RECORD EXCERPTS:

——

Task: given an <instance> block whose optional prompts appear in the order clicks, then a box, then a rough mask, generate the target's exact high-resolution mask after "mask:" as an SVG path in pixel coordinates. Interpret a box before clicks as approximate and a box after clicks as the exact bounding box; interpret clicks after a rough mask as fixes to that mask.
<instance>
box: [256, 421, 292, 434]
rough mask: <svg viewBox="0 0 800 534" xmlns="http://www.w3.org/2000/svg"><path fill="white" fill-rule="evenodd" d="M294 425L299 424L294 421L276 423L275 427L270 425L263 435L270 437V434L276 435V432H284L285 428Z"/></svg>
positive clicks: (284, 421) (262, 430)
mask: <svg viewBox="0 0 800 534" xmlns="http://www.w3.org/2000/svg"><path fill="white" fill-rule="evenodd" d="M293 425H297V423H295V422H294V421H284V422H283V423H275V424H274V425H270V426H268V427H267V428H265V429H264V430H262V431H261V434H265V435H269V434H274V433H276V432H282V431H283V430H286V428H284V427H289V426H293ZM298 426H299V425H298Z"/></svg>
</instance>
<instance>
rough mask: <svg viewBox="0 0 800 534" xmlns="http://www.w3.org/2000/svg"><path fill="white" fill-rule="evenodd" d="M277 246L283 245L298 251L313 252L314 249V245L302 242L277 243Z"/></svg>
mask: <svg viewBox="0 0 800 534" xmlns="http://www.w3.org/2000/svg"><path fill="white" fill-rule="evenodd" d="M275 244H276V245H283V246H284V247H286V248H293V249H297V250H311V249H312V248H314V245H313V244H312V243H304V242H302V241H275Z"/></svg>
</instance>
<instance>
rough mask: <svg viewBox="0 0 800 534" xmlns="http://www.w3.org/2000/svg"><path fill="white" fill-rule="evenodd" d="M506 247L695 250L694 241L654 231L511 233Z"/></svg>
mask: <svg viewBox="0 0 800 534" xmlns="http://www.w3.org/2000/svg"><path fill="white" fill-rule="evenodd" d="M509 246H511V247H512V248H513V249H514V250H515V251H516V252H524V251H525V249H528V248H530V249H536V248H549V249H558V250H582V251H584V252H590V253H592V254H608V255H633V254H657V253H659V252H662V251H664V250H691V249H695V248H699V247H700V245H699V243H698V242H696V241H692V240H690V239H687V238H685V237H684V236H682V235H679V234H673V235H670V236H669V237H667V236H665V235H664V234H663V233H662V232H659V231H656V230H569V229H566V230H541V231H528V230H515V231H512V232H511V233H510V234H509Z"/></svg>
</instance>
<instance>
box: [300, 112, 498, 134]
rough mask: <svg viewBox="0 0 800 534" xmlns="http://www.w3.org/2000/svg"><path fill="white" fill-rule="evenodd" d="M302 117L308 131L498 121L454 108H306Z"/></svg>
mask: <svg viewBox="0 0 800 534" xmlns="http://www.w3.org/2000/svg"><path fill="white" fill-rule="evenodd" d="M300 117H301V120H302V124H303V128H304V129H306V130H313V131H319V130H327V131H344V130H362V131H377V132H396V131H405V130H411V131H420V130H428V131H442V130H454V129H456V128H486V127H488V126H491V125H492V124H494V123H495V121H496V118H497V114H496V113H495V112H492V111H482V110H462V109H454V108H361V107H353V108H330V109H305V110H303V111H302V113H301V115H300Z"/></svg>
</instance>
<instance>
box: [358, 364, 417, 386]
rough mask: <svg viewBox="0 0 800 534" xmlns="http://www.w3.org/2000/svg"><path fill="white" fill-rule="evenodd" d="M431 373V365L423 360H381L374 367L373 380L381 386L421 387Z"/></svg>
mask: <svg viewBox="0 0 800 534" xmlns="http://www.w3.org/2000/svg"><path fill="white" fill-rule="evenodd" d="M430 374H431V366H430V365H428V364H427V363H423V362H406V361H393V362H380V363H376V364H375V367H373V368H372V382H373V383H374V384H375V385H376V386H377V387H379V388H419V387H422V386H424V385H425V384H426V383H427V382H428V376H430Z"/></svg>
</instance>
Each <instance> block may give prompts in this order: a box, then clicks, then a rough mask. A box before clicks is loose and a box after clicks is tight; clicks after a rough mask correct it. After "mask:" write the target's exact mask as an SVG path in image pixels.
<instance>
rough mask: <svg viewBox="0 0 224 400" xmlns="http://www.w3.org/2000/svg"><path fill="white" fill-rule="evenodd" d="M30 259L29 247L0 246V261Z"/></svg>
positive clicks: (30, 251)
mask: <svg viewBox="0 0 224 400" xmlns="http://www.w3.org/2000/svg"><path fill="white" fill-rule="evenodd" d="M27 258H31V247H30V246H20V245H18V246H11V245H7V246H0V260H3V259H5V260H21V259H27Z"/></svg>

——

DIRECTIONS: Your response should consist of the full listing, exactly as written.

RESPONSE TO THIS EXERCISE:
Task: given an <instance> block whose optional prompts appear in the order clicks, then a box, then a rough mask, generate the target's exact high-resolution mask after "mask:" as an SVG path in pixel coordinates. Interpret a box before clicks as approximate and a box after clicks as the exact bounding box; interpret clicks after a rough mask as fixes to that mask.
<instance>
box: [256, 421, 292, 434]
rough mask: <svg viewBox="0 0 800 534" xmlns="http://www.w3.org/2000/svg"><path fill="white" fill-rule="evenodd" d="M294 425L299 424L294 421L276 423L275 427L270 425L263 435L270 437V434L276 435V432H284L285 428Z"/></svg>
positive clicks: (284, 421) (262, 430)
mask: <svg viewBox="0 0 800 534" xmlns="http://www.w3.org/2000/svg"><path fill="white" fill-rule="evenodd" d="M293 425H297V423H295V422H294V421H284V422H283V423H275V424H274V425H270V426H268V427H267V428H265V429H264V430H262V431H261V434H265V435H269V434H274V433H276V432H282V431H283V430H286V428H284V427H289V426H293ZM298 426H299V425H298Z"/></svg>
</instance>
<instance>
rough mask: <svg viewBox="0 0 800 534" xmlns="http://www.w3.org/2000/svg"><path fill="white" fill-rule="evenodd" d="M277 246L283 245L298 251L313 252L314 249V245L302 242L277 243Z"/></svg>
mask: <svg viewBox="0 0 800 534" xmlns="http://www.w3.org/2000/svg"><path fill="white" fill-rule="evenodd" d="M275 244H276V245H283V246H284V247H286V248H293V249H297V250H311V249H312V248H314V245H313V244H312V243H304V242H302V241H275Z"/></svg>
</instance>
<instance>
rough mask: <svg viewBox="0 0 800 534" xmlns="http://www.w3.org/2000/svg"><path fill="white" fill-rule="evenodd" d="M506 247L695 250L694 241L654 231L511 233Z"/></svg>
mask: <svg viewBox="0 0 800 534" xmlns="http://www.w3.org/2000/svg"><path fill="white" fill-rule="evenodd" d="M509 246H511V247H512V248H513V249H514V250H515V251H516V252H524V251H525V249H528V248H530V249H536V248H549V249H558V250H582V251H584V252H590V253H592V254H608V255H633V254H657V253H659V252H662V251H664V250H691V249H695V248H699V247H700V245H699V243H698V242H696V241H692V240H690V239H687V238H685V237H684V236H682V235H679V234H673V235H670V236H669V237H667V236H665V235H664V234H663V233H662V232H659V231H656V230H569V229H566V230H541V231H528V230H515V231H512V232H511V233H510V234H509Z"/></svg>
</instance>
<instance>
box: [300, 112, 498, 134]
rough mask: <svg viewBox="0 0 800 534" xmlns="http://www.w3.org/2000/svg"><path fill="white" fill-rule="evenodd" d="M302 117L308 131L498 121L454 108H306Z"/></svg>
mask: <svg viewBox="0 0 800 534" xmlns="http://www.w3.org/2000/svg"><path fill="white" fill-rule="evenodd" d="M300 117H301V120H302V124H303V128H304V129H306V130H313V131H319V130H327V131H344V130H362V131H377V132H396V131H405V130H411V131H420V130H428V131H442V130H454V129H456V128H486V127H488V126H491V125H492V124H494V123H495V121H496V118H497V114H496V113H495V112H492V111H482V110H462V109H454V108H361V107H353V108H330V109H305V110H303V111H302V113H301V115H300Z"/></svg>
</instance>
<instance>
box: [358, 364, 417, 386]
rough mask: <svg viewBox="0 0 800 534" xmlns="http://www.w3.org/2000/svg"><path fill="white" fill-rule="evenodd" d="M431 373V365L423 360H381L374 367L373 380L381 386L421 387Z"/></svg>
mask: <svg viewBox="0 0 800 534" xmlns="http://www.w3.org/2000/svg"><path fill="white" fill-rule="evenodd" d="M430 374H431V366H430V365H428V364H427V363H423V362H406V361H393V362H380V363H376V364H375V367H373V368H372V382H373V383H374V384H375V385H376V386H377V387H379V388H419V387H422V386H424V385H425V384H426V383H427V382H428V376H430Z"/></svg>
</instance>
Each <instance> block may give prompts in this order: a box, then clicks, then a rough mask. A box before clicks is loose and a box after clicks is tight; clicks after a rough mask correct it. After "mask:" write the target's exact mask as an SVG path in image pixels.
<instance>
rough mask: <svg viewBox="0 0 224 400" xmlns="http://www.w3.org/2000/svg"><path fill="white" fill-rule="evenodd" d="M30 259L29 247L0 246V261Z"/></svg>
positive clicks: (30, 251)
mask: <svg viewBox="0 0 224 400" xmlns="http://www.w3.org/2000/svg"><path fill="white" fill-rule="evenodd" d="M27 258H31V247H30V246H20V245H18V246H11V245H7V246H0V260H3V259H5V260H21V259H27Z"/></svg>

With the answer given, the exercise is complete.